IATF seeks protocols for management and surveillance of repatriated OFWs
MANILA, Philippines — The government task force on the coronavirus disease 2019 (COVID-19) has ordered agencies to come up with guidelines on returning Filipino migrant workers.
The Department of Foreign Affairs has been repatriating overseas Filipino workers (OFWs) from countries affected by the COVID-19 pandemic, which has infected 2.6 million people worldwide, more than 6,000 of them in the Philippines.
More than 16,000 OFWs have been repatriated, majority of them seafarers. Among those are hundreds working on cruise ships who have been waiting for weeks to go home and have had to contend with changing government guidelines.
"The national task force sub-task group for repatriation of overseas Filipino workers have been directed to come up with protocols for the management and surveillance of repatriated land-based and sea-based OFWs once they return to our country and after the mandated quarantine period," presidential spokesman Harry Roque said at a press briefing Thursday.
The government has been implementing precautionary measures for OFWs even before the pandemic task force issued the directive.
Returning migrant workers have been required to undergo rapid testing for COVID-19. Previously, OFWs were only required to isolate themselves for 14 days in a quarantine facility.
Nearly 1,000 Filipinos have abroad have caught the virus, with more than a hundred deaths.

* INFORMATION SHOWN:

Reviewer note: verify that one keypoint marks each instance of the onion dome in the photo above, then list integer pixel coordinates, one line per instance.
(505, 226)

* WORK TO COMPLETE:
Copy the stretch of the news report on repatriated OFWs from "IATF seeks protocols" through "in the Philippines." word for word.

* SOLVED PROBLEM:
IATF seeks protocols for management and surveillance of repatriated OFWs
MANILA, Philippines — The government task force on the coronavirus disease 2019 (COVID-19) has ordered agencies to come up with guidelines on returning Filipino migrant workers.
The Department of Foreign Affairs has been repatriating overseas Filipino workers (OFWs) from countries affected by the COVID-19 pandemic, which has infected 2.6 million people worldwide, more than 6,000 of them in the Philippines.